* _EXERCISE_
Copy out the lines below word for word, beginning at the line that contains "the blue tarp" and ending after the line that contains "(1046, 376)".

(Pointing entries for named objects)
— BEGIN —

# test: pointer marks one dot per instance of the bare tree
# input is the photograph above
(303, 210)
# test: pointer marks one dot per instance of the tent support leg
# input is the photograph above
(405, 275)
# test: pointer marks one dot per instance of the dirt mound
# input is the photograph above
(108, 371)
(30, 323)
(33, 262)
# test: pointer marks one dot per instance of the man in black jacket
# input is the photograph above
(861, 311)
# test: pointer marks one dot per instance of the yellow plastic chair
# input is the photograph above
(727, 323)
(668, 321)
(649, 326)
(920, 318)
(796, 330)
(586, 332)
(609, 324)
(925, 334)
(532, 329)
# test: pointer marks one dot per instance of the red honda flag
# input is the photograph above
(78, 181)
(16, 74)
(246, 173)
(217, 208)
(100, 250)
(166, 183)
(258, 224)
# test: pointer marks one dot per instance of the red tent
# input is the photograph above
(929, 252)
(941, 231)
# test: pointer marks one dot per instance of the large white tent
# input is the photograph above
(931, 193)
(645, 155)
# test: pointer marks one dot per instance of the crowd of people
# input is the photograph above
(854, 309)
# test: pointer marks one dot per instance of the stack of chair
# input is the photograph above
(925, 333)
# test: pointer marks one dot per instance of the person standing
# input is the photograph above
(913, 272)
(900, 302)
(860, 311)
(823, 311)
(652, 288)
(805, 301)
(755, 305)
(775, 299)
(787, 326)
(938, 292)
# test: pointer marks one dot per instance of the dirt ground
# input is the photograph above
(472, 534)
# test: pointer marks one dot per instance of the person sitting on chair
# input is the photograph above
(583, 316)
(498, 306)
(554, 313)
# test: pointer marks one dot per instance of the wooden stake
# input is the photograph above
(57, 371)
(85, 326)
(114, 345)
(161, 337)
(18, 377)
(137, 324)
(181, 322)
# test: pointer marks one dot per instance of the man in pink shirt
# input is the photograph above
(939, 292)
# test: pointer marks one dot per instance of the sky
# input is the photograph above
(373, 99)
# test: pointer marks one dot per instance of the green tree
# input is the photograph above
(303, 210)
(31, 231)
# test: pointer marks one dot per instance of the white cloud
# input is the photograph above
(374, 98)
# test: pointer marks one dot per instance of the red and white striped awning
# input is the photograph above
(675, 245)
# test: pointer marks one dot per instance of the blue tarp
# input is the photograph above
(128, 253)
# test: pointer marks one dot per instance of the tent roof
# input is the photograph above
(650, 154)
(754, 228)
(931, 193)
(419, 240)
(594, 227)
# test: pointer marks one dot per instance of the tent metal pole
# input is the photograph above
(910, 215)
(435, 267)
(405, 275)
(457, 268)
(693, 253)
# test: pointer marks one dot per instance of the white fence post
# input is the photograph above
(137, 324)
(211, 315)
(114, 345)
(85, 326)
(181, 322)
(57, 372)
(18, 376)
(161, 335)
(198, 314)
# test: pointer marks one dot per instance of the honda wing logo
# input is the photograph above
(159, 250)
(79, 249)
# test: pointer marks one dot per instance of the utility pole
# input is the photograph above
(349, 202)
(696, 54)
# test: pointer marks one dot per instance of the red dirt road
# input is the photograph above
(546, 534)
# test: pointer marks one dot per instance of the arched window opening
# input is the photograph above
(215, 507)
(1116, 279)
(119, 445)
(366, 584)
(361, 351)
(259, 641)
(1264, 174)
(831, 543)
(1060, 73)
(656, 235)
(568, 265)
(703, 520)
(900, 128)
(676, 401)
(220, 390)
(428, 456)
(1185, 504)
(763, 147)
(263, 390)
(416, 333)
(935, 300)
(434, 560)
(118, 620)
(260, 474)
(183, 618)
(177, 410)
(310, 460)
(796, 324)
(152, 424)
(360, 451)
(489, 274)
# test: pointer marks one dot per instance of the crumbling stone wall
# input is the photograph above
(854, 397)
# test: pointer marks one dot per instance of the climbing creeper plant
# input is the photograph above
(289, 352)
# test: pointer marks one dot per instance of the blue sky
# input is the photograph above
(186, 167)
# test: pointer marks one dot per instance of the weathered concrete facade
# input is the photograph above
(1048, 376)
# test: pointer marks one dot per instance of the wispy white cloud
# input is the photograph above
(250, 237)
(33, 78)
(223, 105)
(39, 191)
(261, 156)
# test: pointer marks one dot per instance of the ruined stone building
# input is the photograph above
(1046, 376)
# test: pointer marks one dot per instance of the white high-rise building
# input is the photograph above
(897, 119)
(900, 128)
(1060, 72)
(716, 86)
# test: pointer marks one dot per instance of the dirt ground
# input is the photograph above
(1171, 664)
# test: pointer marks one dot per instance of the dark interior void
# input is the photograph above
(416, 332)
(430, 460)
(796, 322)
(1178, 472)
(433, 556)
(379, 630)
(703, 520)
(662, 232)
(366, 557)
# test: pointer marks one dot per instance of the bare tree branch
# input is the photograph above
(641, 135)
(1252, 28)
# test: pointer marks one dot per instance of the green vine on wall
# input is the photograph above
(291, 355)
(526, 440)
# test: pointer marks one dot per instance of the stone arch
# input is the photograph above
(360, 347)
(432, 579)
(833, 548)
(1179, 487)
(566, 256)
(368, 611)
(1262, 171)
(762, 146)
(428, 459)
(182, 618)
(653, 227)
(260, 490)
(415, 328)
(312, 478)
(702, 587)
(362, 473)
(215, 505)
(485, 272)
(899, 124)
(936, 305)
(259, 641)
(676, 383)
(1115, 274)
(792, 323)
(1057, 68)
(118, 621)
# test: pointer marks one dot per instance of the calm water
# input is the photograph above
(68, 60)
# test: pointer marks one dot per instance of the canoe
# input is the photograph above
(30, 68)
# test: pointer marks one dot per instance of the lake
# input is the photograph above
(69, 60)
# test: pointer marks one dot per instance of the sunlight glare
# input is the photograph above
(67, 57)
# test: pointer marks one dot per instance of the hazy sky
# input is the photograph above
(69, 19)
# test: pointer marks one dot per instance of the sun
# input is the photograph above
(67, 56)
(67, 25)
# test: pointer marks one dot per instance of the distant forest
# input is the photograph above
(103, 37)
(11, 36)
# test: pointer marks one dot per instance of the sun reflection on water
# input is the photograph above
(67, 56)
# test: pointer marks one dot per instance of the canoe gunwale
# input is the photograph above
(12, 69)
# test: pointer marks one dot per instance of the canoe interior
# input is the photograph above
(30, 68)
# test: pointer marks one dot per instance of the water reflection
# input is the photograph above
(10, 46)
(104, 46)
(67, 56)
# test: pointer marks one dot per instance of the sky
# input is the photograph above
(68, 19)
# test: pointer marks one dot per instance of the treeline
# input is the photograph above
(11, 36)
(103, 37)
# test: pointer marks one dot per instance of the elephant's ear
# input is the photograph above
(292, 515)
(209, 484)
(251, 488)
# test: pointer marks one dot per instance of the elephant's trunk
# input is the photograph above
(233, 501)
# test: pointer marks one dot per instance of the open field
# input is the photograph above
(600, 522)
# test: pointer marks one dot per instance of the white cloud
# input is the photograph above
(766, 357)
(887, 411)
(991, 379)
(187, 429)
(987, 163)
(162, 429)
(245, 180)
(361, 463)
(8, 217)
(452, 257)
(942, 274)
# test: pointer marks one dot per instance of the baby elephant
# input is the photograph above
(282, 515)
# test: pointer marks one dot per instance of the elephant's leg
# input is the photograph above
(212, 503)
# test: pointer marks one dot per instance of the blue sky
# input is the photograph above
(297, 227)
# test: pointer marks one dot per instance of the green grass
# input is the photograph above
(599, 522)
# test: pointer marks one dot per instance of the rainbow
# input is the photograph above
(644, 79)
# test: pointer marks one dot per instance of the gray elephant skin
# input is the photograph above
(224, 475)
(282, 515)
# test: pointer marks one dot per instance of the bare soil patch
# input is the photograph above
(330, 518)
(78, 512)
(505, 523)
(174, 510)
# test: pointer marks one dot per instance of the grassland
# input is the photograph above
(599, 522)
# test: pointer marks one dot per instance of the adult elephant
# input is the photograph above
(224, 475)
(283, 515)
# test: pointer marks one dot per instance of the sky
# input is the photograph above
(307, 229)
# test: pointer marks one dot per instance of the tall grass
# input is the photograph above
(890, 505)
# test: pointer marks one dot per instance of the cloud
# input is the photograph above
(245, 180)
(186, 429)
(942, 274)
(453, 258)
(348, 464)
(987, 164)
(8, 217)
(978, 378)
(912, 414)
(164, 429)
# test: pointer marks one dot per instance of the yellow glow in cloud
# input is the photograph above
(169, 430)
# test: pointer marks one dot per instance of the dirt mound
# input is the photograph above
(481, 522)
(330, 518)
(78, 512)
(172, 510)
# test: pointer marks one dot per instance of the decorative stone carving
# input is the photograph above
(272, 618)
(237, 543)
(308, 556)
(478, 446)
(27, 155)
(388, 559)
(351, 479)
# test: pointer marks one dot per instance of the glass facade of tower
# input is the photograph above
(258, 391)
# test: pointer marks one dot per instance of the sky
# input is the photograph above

— END —

* _RESULT_
# test: pointer marks one dot per instance of the blue tarp
# input is the photograph above
(128, 253)
# test: pointer marks one dot per instance of the tent roof
# input is the photograph above
(650, 154)
(754, 228)
(931, 193)
(419, 240)
(594, 227)
# test: pointer marks one dot per instance of the tent metal pole
# input is the photograph above
(910, 215)
(435, 267)
(405, 275)
(457, 268)
(693, 253)
# test: pointer marks one dot per instance of the white fence post
# input is the photograph above
(137, 324)
(211, 315)
(114, 345)
(85, 326)
(181, 322)
(57, 372)
(18, 376)
(161, 335)
(198, 314)
# test: pointer marks one dot per instance of the honda wing logo
# input is the photograph above
(159, 250)
(79, 249)
# test: pointer marks one dot per instance of the utility pole
# input is the photograph above
(349, 202)
(696, 54)
# test: pointer marks one dot per instance of the red dirt road
# input is the photograph above
(546, 534)
# test: pointer marks one dot per instance of the arched window opening
# input is the photograph above
(215, 507)
(1116, 279)
(119, 445)
(366, 584)
(361, 351)
(259, 641)
(1264, 174)
(831, 543)
(1060, 73)
(656, 235)
(568, 265)
(703, 520)
(900, 128)
(676, 401)
(220, 390)
(428, 456)
(1185, 504)
(763, 147)
(263, 390)
(416, 333)
(935, 300)
(434, 560)
(118, 620)
(260, 474)
(183, 618)
(177, 410)
(310, 460)
(796, 324)
(152, 424)
(360, 451)
(489, 274)
# test: pointer marks one dot per instance of the crumbling stone wall
# input is the photograph above
(854, 397)
# test: pointer marks one dot per instance of the climbing creeper plant
# input is the photograph above
(289, 352)
# test: pointer marks one dot per instance of the blue sky
# input is the photograph above
(186, 167)
# test: pointer marks one dot per instance of the weathered concrete facade
# input is the photograph above
(1048, 376)
# test: pointer marks one dot per instance of the wispy white cloud
# input is the photograph above
(250, 237)
(33, 78)
(223, 105)
(39, 191)
(261, 156)
# test: pointer marks one dot per instance of the ruined stone building
# input is the photograph above
(1046, 376)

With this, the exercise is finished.